▶ [Work request]
The task calls for each record to be given again exactly.

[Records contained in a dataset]
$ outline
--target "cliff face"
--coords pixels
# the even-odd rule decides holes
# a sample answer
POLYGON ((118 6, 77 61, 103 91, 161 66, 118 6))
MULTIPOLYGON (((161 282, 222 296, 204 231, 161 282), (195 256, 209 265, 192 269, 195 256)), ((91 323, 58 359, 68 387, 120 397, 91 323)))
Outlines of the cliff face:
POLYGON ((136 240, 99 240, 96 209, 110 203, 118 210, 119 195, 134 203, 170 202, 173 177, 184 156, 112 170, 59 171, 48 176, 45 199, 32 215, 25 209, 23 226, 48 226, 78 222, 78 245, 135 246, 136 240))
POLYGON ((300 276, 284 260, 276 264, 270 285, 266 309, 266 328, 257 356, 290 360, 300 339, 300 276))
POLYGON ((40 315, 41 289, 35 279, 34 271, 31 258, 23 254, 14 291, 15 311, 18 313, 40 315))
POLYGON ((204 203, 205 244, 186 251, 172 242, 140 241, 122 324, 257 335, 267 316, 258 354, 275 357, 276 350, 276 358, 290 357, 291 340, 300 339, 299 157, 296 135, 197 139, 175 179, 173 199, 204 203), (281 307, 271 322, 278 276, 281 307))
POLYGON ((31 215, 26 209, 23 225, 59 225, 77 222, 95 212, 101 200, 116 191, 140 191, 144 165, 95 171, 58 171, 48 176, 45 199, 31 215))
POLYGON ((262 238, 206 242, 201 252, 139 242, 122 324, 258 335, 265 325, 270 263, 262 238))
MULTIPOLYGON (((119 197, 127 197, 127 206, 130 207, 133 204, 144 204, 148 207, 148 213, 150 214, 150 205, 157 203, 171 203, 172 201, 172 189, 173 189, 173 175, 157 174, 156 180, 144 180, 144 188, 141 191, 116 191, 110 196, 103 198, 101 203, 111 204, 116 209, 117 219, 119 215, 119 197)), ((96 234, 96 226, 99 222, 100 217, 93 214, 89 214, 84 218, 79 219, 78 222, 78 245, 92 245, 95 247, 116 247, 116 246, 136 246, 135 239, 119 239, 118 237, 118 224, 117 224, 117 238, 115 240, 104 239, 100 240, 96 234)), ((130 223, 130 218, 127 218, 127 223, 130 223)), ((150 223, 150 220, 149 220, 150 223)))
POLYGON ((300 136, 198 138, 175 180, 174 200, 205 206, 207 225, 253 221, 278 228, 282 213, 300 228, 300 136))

▶ [Result of the exercise]
$ outline
--target "cliff face"
--coords pixels
# the even-odd rule decides holes
# a sample answer
POLYGON ((118 6, 77 61, 103 91, 161 66, 118 6))
MULTIPOLYGON (((161 282, 222 296, 204 231, 161 282), (195 256, 209 265, 192 269, 195 256)), ((91 323, 58 359, 68 387, 120 397, 91 323)))
Outlines of the cliff face:
POLYGON ((136 240, 99 240, 96 209, 110 203, 118 210, 119 195, 134 203, 170 202, 173 177, 184 156, 112 170, 59 171, 48 176, 45 199, 32 215, 25 209, 23 226, 48 226, 78 222, 78 245, 135 246, 136 240))
POLYGON ((300 276, 284 260, 276 264, 270 285, 266 309, 266 328, 257 356, 290 360, 300 339, 300 276))
POLYGON ((40 315, 41 289, 35 279, 34 271, 31 258, 23 254, 14 291, 15 311, 18 313, 40 315))
POLYGON ((204 203, 205 244, 186 251, 172 242, 140 241, 122 324, 257 335, 267 316, 258 354, 275 357, 276 350, 276 358, 290 357, 291 340, 300 339, 299 157, 296 135, 197 139, 175 179, 173 199, 204 203), (281 307, 271 322, 278 276, 281 307))
POLYGON ((31 215, 26 209, 23 225, 59 225, 77 222, 95 212, 101 200, 116 191, 140 191, 144 165, 95 171, 58 171, 48 176, 45 199, 31 215))
POLYGON ((262 238, 206 242, 201 252, 139 242, 122 324, 258 335, 265 325, 270 263, 262 238))
MULTIPOLYGON (((119 197, 127 197, 127 206, 130 207, 133 204, 144 204, 148 207, 148 213, 150 214, 150 205, 157 203, 171 203, 172 201, 172 189, 173 189, 173 175, 157 174, 156 180, 144 180, 144 188, 141 191, 116 191, 110 196, 103 198, 101 203, 111 204, 116 209, 117 219, 119 215, 119 197)), ((96 234, 96 226, 99 222, 100 217, 93 214, 89 214, 84 218, 79 219, 78 222, 78 245, 92 245, 95 247, 116 247, 116 246, 136 246, 135 239, 119 239, 118 237, 118 224, 117 224, 117 238, 115 240, 104 239, 100 240, 96 234)), ((130 223, 130 218, 127 218, 127 223, 130 223)), ((150 223, 150 220, 149 220, 150 223)))
POLYGON ((300 136, 198 138, 175 180, 174 200, 205 206, 207 225, 253 221, 278 228, 282 213, 300 228, 300 136))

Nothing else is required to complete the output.